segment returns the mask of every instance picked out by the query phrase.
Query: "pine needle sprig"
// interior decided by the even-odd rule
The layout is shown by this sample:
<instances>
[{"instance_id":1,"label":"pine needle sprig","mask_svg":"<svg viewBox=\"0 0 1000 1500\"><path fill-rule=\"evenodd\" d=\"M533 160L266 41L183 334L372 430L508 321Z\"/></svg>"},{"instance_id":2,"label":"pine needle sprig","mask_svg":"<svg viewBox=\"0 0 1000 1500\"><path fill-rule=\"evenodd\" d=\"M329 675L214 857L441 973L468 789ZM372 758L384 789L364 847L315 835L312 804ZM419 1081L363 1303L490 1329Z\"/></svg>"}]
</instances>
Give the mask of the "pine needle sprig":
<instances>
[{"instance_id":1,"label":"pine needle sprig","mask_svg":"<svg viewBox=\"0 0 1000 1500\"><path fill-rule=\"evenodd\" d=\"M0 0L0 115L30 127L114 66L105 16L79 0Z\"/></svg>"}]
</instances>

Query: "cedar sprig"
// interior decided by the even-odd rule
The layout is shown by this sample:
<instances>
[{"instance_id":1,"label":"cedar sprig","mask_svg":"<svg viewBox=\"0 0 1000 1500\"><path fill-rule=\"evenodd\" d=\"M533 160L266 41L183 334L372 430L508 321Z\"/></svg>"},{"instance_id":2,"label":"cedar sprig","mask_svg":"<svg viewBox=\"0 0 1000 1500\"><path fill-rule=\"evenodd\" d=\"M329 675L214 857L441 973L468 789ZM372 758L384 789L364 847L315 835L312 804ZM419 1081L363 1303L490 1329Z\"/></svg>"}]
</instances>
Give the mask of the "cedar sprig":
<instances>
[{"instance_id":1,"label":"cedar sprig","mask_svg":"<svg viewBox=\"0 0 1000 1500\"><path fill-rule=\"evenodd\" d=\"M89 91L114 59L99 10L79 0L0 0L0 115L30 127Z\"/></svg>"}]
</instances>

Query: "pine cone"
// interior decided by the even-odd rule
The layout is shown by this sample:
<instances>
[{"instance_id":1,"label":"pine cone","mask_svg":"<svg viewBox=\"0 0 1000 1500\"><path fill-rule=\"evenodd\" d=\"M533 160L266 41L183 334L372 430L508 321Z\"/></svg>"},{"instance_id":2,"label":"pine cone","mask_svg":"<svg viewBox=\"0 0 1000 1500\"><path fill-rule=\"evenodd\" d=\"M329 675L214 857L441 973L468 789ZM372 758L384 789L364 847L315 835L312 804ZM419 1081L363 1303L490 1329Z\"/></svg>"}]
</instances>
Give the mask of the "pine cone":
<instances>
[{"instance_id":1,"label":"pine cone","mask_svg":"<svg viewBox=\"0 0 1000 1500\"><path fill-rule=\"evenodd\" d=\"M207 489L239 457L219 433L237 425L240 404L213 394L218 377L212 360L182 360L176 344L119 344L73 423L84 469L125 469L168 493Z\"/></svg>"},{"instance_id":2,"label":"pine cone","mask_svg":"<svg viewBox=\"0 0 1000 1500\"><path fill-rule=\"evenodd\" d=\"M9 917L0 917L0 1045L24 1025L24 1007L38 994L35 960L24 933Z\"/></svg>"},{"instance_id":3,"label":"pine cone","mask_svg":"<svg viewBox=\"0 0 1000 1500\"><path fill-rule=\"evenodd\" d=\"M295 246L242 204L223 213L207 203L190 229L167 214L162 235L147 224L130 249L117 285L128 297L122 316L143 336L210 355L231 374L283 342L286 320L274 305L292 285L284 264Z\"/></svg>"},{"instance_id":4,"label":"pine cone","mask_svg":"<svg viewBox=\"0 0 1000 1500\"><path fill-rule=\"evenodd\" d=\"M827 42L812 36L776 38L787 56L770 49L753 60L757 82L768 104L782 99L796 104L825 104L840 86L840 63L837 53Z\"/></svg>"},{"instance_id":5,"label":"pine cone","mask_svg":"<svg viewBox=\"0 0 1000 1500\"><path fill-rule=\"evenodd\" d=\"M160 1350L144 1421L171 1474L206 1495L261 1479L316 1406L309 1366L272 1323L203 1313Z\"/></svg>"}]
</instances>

━━━━━━━━━━━━━━━━━━━━━━━━━━━━━━

Your task is to retype the data exactly, with no line missing.

OUTPUT FOR THIS EXERCISE ->
segment returns the mask of every instance picked out by the query phrase.
Query: "pine needle sprig"
// interior decided by the even-odd rule
The layout is shown by this sample:
<instances>
[{"instance_id":1,"label":"pine needle sprig","mask_svg":"<svg viewBox=\"0 0 1000 1500\"><path fill-rule=\"evenodd\" d=\"M533 160L266 41L183 334L372 430L508 321Z\"/></svg>"},{"instance_id":2,"label":"pine needle sprig","mask_svg":"<svg viewBox=\"0 0 1000 1500\"><path fill-rule=\"evenodd\" d=\"M329 675L214 857L441 973L468 789ZM372 758L384 789L364 847L315 835L312 804ZM419 1081L363 1303L490 1329Z\"/></svg>"}]
</instances>
Give the mask of the "pine needle sprig":
<instances>
[{"instance_id":1,"label":"pine needle sprig","mask_svg":"<svg viewBox=\"0 0 1000 1500\"><path fill-rule=\"evenodd\" d=\"M0 0L0 115L30 127L114 66L105 16L79 0Z\"/></svg>"}]
</instances>

Query: "cedar sprig"
// interior decided by the even-odd rule
The layout is shown by this sample:
<instances>
[{"instance_id":1,"label":"cedar sprig","mask_svg":"<svg viewBox=\"0 0 1000 1500\"><path fill-rule=\"evenodd\" d=\"M533 160L266 41L183 334L372 430L508 321Z\"/></svg>"},{"instance_id":2,"label":"cedar sprig","mask_svg":"<svg viewBox=\"0 0 1000 1500\"><path fill-rule=\"evenodd\" d=\"M329 675L214 857L441 973L468 789ZM372 758L384 789L364 847L315 835L312 804ZM419 1081L363 1303L490 1329Z\"/></svg>"}]
</instances>
Give the mask of the "cedar sprig":
<instances>
[{"instance_id":1,"label":"cedar sprig","mask_svg":"<svg viewBox=\"0 0 1000 1500\"><path fill-rule=\"evenodd\" d=\"M89 91L114 59L99 10L79 0L0 0L0 115L30 127Z\"/></svg>"}]
</instances>

Query: "pine cone"
// interior decided by the even-odd rule
The layout is shown by this sample:
<instances>
[{"instance_id":1,"label":"pine cone","mask_svg":"<svg viewBox=\"0 0 1000 1500\"><path fill-rule=\"evenodd\" d=\"M533 160L266 41L183 334L372 430L508 321Z\"/></svg>"},{"instance_id":2,"label":"pine cone","mask_svg":"<svg viewBox=\"0 0 1000 1500\"><path fill-rule=\"evenodd\" d=\"M329 675L214 857L441 973L468 789ZM372 758L384 789L364 847L315 835L312 804ZM419 1081L363 1303L490 1329Z\"/></svg>"}]
</instances>
Give the mask of the "pine cone":
<instances>
[{"instance_id":1,"label":"pine cone","mask_svg":"<svg viewBox=\"0 0 1000 1500\"><path fill-rule=\"evenodd\" d=\"M207 489L239 457L219 433L237 425L240 404L213 394L218 377L212 360L182 360L176 344L119 344L73 423L84 469L125 469L168 493Z\"/></svg>"},{"instance_id":2,"label":"pine cone","mask_svg":"<svg viewBox=\"0 0 1000 1500\"><path fill-rule=\"evenodd\" d=\"M9 917L0 917L0 1045L24 1025L24 1007L38 994L35 960L24 933Z\"/></svg>"},{"instance_id":3,"label":"pine cone","mask_svg":"<svg viewBox=\"0 0 1000 1500\"><path fill-rule=\"evenodd\" d=\"M295 246L242 204L223 213L207 203L190 229L167 214L162 235L147 224L130 249L117 285L128 297L122 316L143 336L210 355L231 374L283 342L286 320L274 305L292 285L284 264Z\"/></svg>"},{"instance_id":4,"label":"pine cone","mask_svg":"<svg viewBox=\"0 0 1000 1500\"><path fill-rule=\"evenodd\" d=\"M827 42L812 36L776 38L787 56L770 49L753 60L757 82L768 104L782 99L796 104L825 104L840 86L840 63L837 53Z\"/></svg>"},{"instance_id":5,"label":"pine cone","mask_svg":"<svg viewBox=\"0 0 1000 1500\"><path fill-rule=\"evenodd\" d=\"M160 1350L144 1421L171 1474L206 1495L261 1479L316 1406L309 1366L272 1323L203 1313Z\"/></svg>"}]
</instances>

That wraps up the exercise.